EXERCISE: Swap every "keypoint" in the data below for "marker" and give the lines again with nothing else changed, leaving out the pictures.

PROVIDED ENTRIES:
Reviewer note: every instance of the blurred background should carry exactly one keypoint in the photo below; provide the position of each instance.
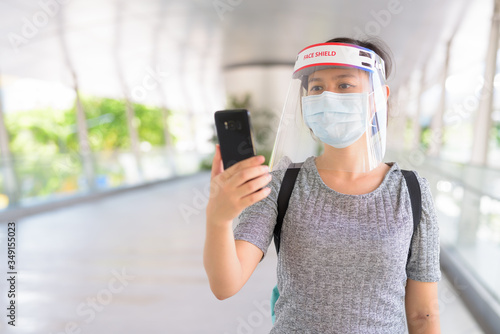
(107, 138)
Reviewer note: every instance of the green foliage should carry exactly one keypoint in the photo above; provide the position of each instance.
(45, 145)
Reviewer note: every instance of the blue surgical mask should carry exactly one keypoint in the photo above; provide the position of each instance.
(336, 119)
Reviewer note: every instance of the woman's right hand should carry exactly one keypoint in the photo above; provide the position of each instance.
(231, 190)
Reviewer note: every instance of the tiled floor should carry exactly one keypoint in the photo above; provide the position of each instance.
(132, 263)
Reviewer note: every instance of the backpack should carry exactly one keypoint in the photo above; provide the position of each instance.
(284, 197)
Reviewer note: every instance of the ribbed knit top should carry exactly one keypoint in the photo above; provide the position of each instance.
(342, 266)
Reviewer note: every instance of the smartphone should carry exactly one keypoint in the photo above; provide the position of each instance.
(234, 132)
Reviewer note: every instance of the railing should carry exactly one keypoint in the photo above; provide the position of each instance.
(467, 202)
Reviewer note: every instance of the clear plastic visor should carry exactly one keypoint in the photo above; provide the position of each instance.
(334, 118)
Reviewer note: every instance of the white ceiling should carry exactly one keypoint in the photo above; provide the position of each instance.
(191, 41)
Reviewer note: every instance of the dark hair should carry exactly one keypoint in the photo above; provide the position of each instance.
(376, 45)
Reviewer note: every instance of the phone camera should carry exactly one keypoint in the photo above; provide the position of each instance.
(233, 125)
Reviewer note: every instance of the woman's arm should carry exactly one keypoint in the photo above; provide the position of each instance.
(422, 308)
(229, 263)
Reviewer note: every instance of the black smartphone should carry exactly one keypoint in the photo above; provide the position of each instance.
(235, 135)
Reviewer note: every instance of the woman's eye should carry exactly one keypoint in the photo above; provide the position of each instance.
(345, 86)
(316, 88)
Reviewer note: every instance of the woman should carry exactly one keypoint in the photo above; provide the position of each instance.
(343, 265)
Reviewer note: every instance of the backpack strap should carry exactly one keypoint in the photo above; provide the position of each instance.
(289, 182)
(416, 201)
(284, 197)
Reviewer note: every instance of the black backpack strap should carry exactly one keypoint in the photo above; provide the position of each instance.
(283, 198)
(416, 200)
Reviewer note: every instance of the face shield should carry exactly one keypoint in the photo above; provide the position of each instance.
(336, 110)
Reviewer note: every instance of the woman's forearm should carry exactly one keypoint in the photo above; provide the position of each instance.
(221, 261)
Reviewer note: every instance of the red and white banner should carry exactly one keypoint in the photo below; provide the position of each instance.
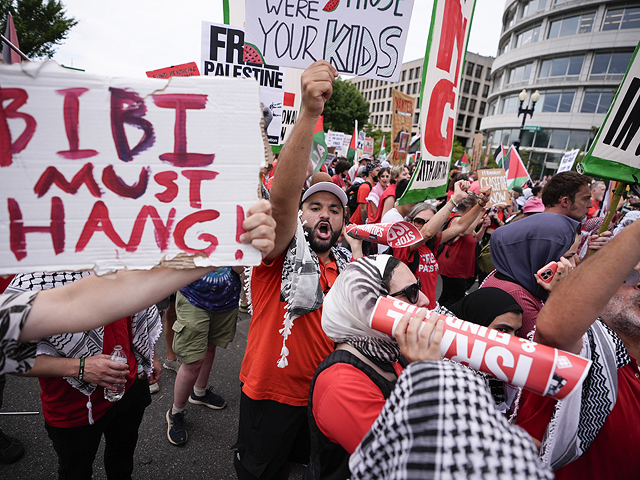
(538, 368)
(395, 235)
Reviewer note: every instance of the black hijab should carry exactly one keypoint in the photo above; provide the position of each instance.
(484, 305)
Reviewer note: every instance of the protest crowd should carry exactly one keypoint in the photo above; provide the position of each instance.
(322, 383)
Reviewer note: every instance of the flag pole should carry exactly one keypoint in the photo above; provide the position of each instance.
(14, 48)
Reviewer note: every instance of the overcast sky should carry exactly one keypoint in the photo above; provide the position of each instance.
(130, 37)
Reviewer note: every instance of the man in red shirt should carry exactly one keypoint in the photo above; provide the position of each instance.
(286, 342)
(592, 431)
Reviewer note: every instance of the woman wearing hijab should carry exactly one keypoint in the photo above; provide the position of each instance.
(351, 385)
(519, 250)
(496, 309)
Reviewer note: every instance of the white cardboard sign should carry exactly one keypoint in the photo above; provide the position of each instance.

RESULT OF THE TASK:
Reviewer note: every instance of the blurred background should carry exactly one marker in the photo below; provide the position of each instance.
(107, 138)
Reviewer note: every instance of the green foliage should carry exactly one marker in the photo above; provide the position of each instance.
(45, 145)
Reviewer note: every instance of the blue surgical mask should carry exactly one marker in the photo above; provide the position of each instance.
(336, 119)
Reviewer note: every instance of the woman's right hand should carry exactly one marker in the photo above; provide the position of each instance.
(231, 190)
Reviewer note: every instance of the tiled floor should carry exactly one marker in the photo above; provide the position of each instance.
(132, 263)
Reviewer note: every instance of the backpack should carry exactly one marker in the photo above; provide the position of each instance.
(284, 197)
Reviewer note: every instance of the ribbed knit top should carry exactly one marker in the photo above; provide the position of each instance.
(342, 266)
Reviewer note: every instance of the smartphone should carry exactly one marker in the photo above; provide the position of each instance.
(234, 132)
Reviewer note: every instance of the railing should carry exactly one marker in the photo above; provide the position of each instance.
(467, 202)
Reviewer note: every instance of the clear plastic visor should carry exactly one marker in the photo above; provide the position of each instance.
(334, 118)
Reviewer note: every instance of the white ceiling should carry exactly one marker in the photo above; provide the position of each instance.
(191, 41)
Reviewer note: every instance of the dark hair should carry exactly one marker in the photo above; provide the position of each instance.
(376, 45)
Reviewer note: every instance of the phone camera should carry exactly one marker in the photo above; provide the position of each instance.
(233, 125)
Reviewer note: every instance of the woman's arm should carry exactly one marker in the photo above; provide the position of each instance.
(422, 308)
(229, 263)
Reviewer note: every instance of the black smartphone should carry exactly one marker in the photo above; provide the position of each instance.
(235, 135)
Reviewer note: every instance of the woman's eye should carry exactly one marker in the photo above; provide the position of each instance.
(345, 86)
(316, 88)
Reviewer note: every instance of the woman should carry exactly one marker in the photo above; provide the position of each instance.
(343, 265)
Reviewer note: every instance of the backpack strap should carry exactly one marker in the photo above; provide the position of each instance.
(289, 182)
(416, 201)
(284, 197)
Reviewer note: every instance of the black backpack strap should carry exactly one marker in the photo above; provide the position of each instance.
(283, 198)
(416, 200)
Reviewer note: every instance of the face shield should carry exactly one marker in the photo above; provide the position of each instance.
(336, 110)
Reviewer note: every instance of the woman's forearm should carry exactly one marker in the photo above; provide the position of each instance.
(221, 261)
Reviewer note: every instance of the red and white banner should carry exactly one marker in the photo below; provide the position of each instance.
(538, 368)
(395, 235)
Reviewer note: every instance of the black hijab should carry exactly one marker in the photo above; provide the position of each instance.
(484, 305)
Reviewer note: every instance of the protest crowd should carry exactly one marker in the photo above; provide the position of each instance.
(322, 383)
Reviewer note: every instance of the flag pole should carry exactly one marker in the photo above; provide the position of each instance.
(14, 48)
Reviewer note: every instance of the overcast sky should carry exactly one marker in the photo above; provide the position of each instance.
(130, 37)
Reviewer note: every instance of the man in red shirt should carry exactly one marker in the photo above; provide the position of each instance.
(286, 342)
(592, 431)
Reviewer note: every instance of the woman wearing hijab should carry exactly one marker in the photo above; provide the position of each instance.
(351, 385)
(519, 250)
(496, 309)
Reviewer note: every instance of the white cardboard sign should carry exactly one marker in the photo above; provide the position of each instance.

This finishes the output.